Stored data entries
------------------------------------
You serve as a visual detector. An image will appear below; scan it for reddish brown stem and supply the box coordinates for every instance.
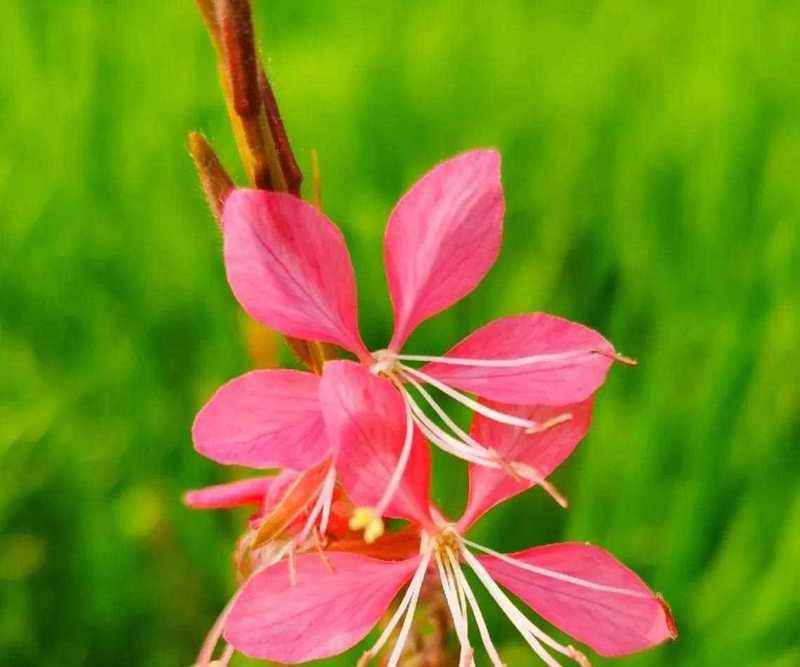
[258,67,303,196]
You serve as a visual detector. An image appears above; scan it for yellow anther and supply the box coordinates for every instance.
[349,506,373,530]
[349,507,385,544]
[363,518,385,544]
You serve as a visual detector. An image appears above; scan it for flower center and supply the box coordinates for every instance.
[369,348,400,377]
[360,525,611,667]
[421,525,461,557]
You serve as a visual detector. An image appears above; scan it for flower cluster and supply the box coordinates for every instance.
[186,150,676,666]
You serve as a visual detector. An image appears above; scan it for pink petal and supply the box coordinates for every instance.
[183,476,277,510]
[320,361,432,527]
[385,150,504,350]
[459,400,593,529]
[192,369,329,469]
[479,543,677,656]
[421,313,615,404]
[225,552,420,663]
[223,189,367,357]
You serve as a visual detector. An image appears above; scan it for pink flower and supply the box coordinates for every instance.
[183,465,425,667]
[221,398,676,666]
[193,150,632,537]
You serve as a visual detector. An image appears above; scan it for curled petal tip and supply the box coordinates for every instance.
[657,593,679,639]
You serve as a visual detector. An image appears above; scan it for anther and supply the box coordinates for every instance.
[509,463,568,508]
[489,449,523,482]
[525,412,573,434]
[595,348,638,366]
[349,507,385,544]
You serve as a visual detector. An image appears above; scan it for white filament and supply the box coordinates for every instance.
[195,594,239,666]
[363,552,431,665]
[268,467,337,567]
[399,364,538,430]
[462,538,648,598]
[399,372,569,508]
[384,553,432,667]
[401,387,500,466]
[396,349,593,368]
[218,644,234,666]
[436,549,475,667]
[296,466,336,545]
[446,549,505,667]
[375,399,415,515]
[316,466,337,536]
[460,546,563,667]
[401,370,494,454]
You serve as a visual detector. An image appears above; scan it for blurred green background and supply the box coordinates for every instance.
[2,1,799,665]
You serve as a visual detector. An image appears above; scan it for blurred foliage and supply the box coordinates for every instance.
[1,1,798,666]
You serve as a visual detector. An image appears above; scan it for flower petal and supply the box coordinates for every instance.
[421,313,615,404]
[320,361,432,527]
[183,476,280,510]
[223,189,367,357]
[479,543,677,656]
[192,369,328,470]
[225,553,420,663]
[459,400,593,529]
[385,150,504,350]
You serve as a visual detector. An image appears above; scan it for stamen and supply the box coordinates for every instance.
[297,467,336,544]
[400,365,538,430]
[316,467,337,536]
[397,349,595,368]
[566,647,593,667]
[384,553,432,667]
[358,552,431,667]
[400,375,568,504]
[192,642,235,667]
[461,546,563,667]
[211,644,235,667]
[349,400,416,544]
[460,648,476,667]
[218,644,235,666]
[402,390,500,466]
[266,469,336,574]
[594,349,638,366]
[525,412,573,435]
[436,549,473,666]
[375,399,415,516]
[195,594,238,666]
[511,463,569,508]
[446,549,506,667]
[311,527,334,573]
[401,372,492,453]
[462,538,649,598]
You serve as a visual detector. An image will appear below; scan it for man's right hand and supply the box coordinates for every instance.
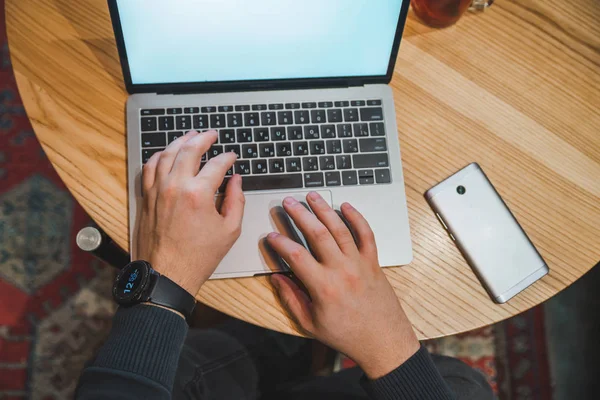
[267,192,420,380]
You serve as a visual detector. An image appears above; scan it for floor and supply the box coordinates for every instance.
[545,261,600,399]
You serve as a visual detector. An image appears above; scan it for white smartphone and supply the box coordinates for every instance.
[425,163,548,303]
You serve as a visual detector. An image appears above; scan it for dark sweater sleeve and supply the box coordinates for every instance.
[76,304,188,400]
[360,346,456,400]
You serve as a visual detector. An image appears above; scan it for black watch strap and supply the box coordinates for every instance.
[150,275,196,320]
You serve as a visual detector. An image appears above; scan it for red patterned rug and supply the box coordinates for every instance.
[0,4,552,399]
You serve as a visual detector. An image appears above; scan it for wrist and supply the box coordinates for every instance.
[358,335,420,379]
[141,302,186,320]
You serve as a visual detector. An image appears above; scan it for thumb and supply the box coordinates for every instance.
[220,174,245,227]
[271,274,315,335]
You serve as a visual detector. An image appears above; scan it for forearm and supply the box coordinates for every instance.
[361,345,456,400]
[76,305,188,400]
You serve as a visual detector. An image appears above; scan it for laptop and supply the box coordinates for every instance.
[108,0,413,279]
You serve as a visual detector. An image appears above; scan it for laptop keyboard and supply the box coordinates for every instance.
[139,100,391,192]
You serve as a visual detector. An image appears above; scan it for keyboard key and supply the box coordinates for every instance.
[218,105,233,112]
[342,170,358,185]
[285,103,301,109]
[141,117,157,131]
[193,115,209,129]
[294,110,310,124]
[142,148,162,163]
[201,106,216,113]
[325,171,342,186]
[319,156,335,170]
[141,133,166,147]
[235,105,251,112]
[225,144,241,158]
[353,123,369,137]
[359,138,387,152]
[237,129,253,143]
[334,101,349,107]
[158,116,174,130]
[210,114,226,128]
[351,100,365,107]
[310,141,325,155]
[176,115,191,130]
[276,142,292,157]
[294,141,309,156]
[367,99,382,106]
[167,131,184,144]
[242,144,258,158]
[242,174,303,191]
[227,113,243,127]
[337,124,353,138]
[318,101,333,108]
[277,111,293,125]
[261,112,277,126]
[326,140,342,154]
[375,168,391,183]
[141,109,165,116]
[269,158,285,173]
[336,155,352,169]
[304,126,320,139]
[370,122,385,136]
[269,103,284,110]
[209,145,224,159]
[353,153,389,168]
[303,157,318,171]
[304,173,325,187]
[327,109,343,123]
[360,107,384,121]
[288,126,303,140]
[321,125,336,138]
[259,143,275,158]
[270,127,286,141]
[254,128,270,142]
[167,108,183,115]
[244,112,260,126]
[184,107,199,114]
[225,167,234,177]
[344,108,359,122]
[311,109,326,123]
[343,139,358,153]
[235,160,251,175]
[252,159,268,174]
[359,170,375,185]
[302,102,317,109]
[286,158,302,172]
[252,104,267,111]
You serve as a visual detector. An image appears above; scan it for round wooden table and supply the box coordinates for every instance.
------------------------------------
Instructions for the task: Transcribe the records above exactly, leaving every picture out of the copy.

Solution below:
You serve as a visual detector. An image will appear below; scan it for reddish brown stem and supply the box coordinates for every instance.
[258,67,303,196]
You serve as a visual detector. An image appears above; scan it for yellow anther and supply the box coordinates for every instance.
[349,506,373,530]
[349,507,385,544]
[363,518,385,544]
You serve as a visual detector. An image appears above; scan it for flower center and supply the box coordinates for every instance.
[369,348,400,377]
[360,525,611,667]
[421,525,461,557]
You serve as a visual detector. An image appears above; scan it for flower cluster and supply the box coordinates for every instance.
[186,150,676,666]
You serve as a visual detector. An image appears above; scan it for pink petal and supply the box coordinates for every instance.
[183,476,277,510]
[320,361,432,527]
[385,150,504,350]
[459,400,593,529]
[192,369,329,469]
[479,543,677,656]
[421,313,615,404]
[225,552,420,663]
[223,189,367,357]
You serve as a visual detector. An image appears above; scan it for pink flower and supply the box coordinates for every instance.
[183,465,425,667]
[221,398,676,666]
[193,150,632,537]
You serve as a visual detector. An image appears above; scan it for curled petal tip and supply the box coordinates for every instance.
[657,593,679,639]
You serve as a visual detector. An image appears above; scan it for anther and supply the box coordinates for every instance.
[509,463,568,508]
[489,449,523,482]
[525,412,573,434]
[595,348,638,366]
[349,507,385,544]
You serve as a visual detector. An image appears above; scan it for white filament and supply the box coordinates for every instance.
[195,594,239,666]
[363,552,431,665]
[268,467,337,567]
[399,364,538,430]
[462,538,648,598]
[399,372,569,508]
[384,553,432,667]
[401,387,500,466]
[396,349,593,368]
[218,644,234,666]
[436,549,475,667]
[296,466,336,545]
[446,549,505,667]
[375,399,415,515]
[316,466,337,536]
[460,546,563,667]
[401,370,494,454]
You serve as a visual detector. An image appears above; scan it for blurred green background and supply the box coordinates for every instance.
[2,1,799,665]
You serve as a visual detector. An image appears above; scan it for blurred foliage and supply the box coordinates for every instance.
[1,1,798,666]
You serve as a visual detector. An image appears above; scan it for flower petal and supply the box coordinates for every instance.
[421,313,615,404]
[320,361,432,527]
[183,476,280,510]
[223,189,367,357]
[479,543,677,656]
[192,369,328,470]
[225,553,420,663]
[459,400,593,529]
[385,150,504,350]
You serve as a visual detector. An image appears above; scan it for stamen and supply the box coordinates for every instance.
[297,467,336,544]
[400,365,538,430]
[316,467,337,536]
[397,349,595,368]
[566,647,593,667]
[384,553,432,667]
[358,552,431,667]
[400,375,568,504]
[192,642,235,667]
[461,546,563,667]
[211,644,235,667]
[349,400,416,544]
[460,648,476,667]
[218,644,235,666]
[402,390,500,466]
[266,469,336,574]
[594,349,638,366]
[525,412,573,435]
[436,549,473,666]
[375,399,415,516]
[195,594,238,666]
[511,463,569,508]
[446,549,506,667]
[311,527,334,573]
[401,372,492,453]
[462,538,649,598]
You serve as a visual detector. An image will appear below; scan it for man's right hand and supply the box coordinates for every instance.
[267,192,420,380]
You serve as a visual detector. An image appears above; scan it for floor and supply the box coordinates for every instance.
[545,261,600,399]
You serve as a visual detector. An image appears above; scan it for white smartphone and supply the box coordinates for every instance.
[425,163,548,303]
You serve as a visual detector. An image appears above; scan it for dark sweater sleeve and supply the box coordinates for every instance.
[76,304,188,400]
[360,346,456,400]
You serve as a visual detector. An image appears above; scan it for black watch strap and supply the box coordinates for every instance.
[150,275,196,320]
You serve as a visual detector. An image appears above; scan it for red patterned rug and supply the box coordinates for every instance.
[0,4,552,399]
You serve as a visual detector. An image appears above; scan it for wrist and supply the box coordinates for every instance.
[358,335,420,379]
[141,302,186,320]
You serve as a visual detector. An image appears above; scan it for thumb and supply the box coordinates for every instance.
[220,174,245,227]
[271,274,315,335]
You serve as a visual detector. An image appears above; scan it for forearm and supply the box coordinates for every instance.
[361,345,456,400]
[76,305,188,400]
You serve as a visual detector. An image appears above; scan it for laptop and supply the box coordinates for every instance.
[108,0,413,279]
You serve as a visual detector. An image appears above; scan it for laptop keyboard and supply the box coordinates for every instance.
[139,100,391,192]
You serve as a visual detector. An image appears above; scan it for keyboard key and supply the box coordinates for every instance.
[218,105,233,112]
[342,170,358,185]
[285,103,301,109]
[141,117,157,131]
[193,115,209,129]
[294,110,310,124]
[142,148,162,163]
[201,106,216,113]
[325,171,342,186]
[319,156,335,170]
[141,133,166,147]
[235,105,251,112]
[225,144,241,158]
[353,123,369,137]
[359,138,387,152]
[237,129,253,143]
[334,101,349,107]
[158,116,174,130]
[210,114,226,128]
[351,100,365,107]
[310,141,325,155]
[176,115,191,130]
[276,142,292,157]
[294,141,309,156]
[367,99,382,106]
[167,131,184,144]
[242,144,258,158]
[242,174,303,191]
[227,113,243,127]
[337,124,353,138]
[318,101,333,108]
[277,111,293,125]
[261,112,277,126]
[326,140,342,154]
[375,168,391,183]
[141,109,165,116]
[269,158,285,173]
[336,155,352,169]
[304,126,320,139]
[370,122,385,136]
[269,103,284,110]
[209,145,224,159]
[353,153,389,168]
[303,157,318,171]
[304,173,325,187]
[327,109,343,123]
[360,107,384,121]
[288,126,303,140]
[321,125,336,138]
[259,143,275,158]
[270,127,286,141]
[254,128,270,142]
[167,108,183,115]
[244,112,260,126]
[184,107,199,114]
[225,167,234,177]
[344,108,359,122]
[311,109,326,123]
[343,139,358,153]
[235,160,251,175]
[252,159,268,174]
[359,170,375,185]
[302,102,317,109]
[286,158,302,172]
[252,104,267,111]
You serve as a visual detector. An image appears above; scan it for round wooden table and supply the box coordinates for every instance.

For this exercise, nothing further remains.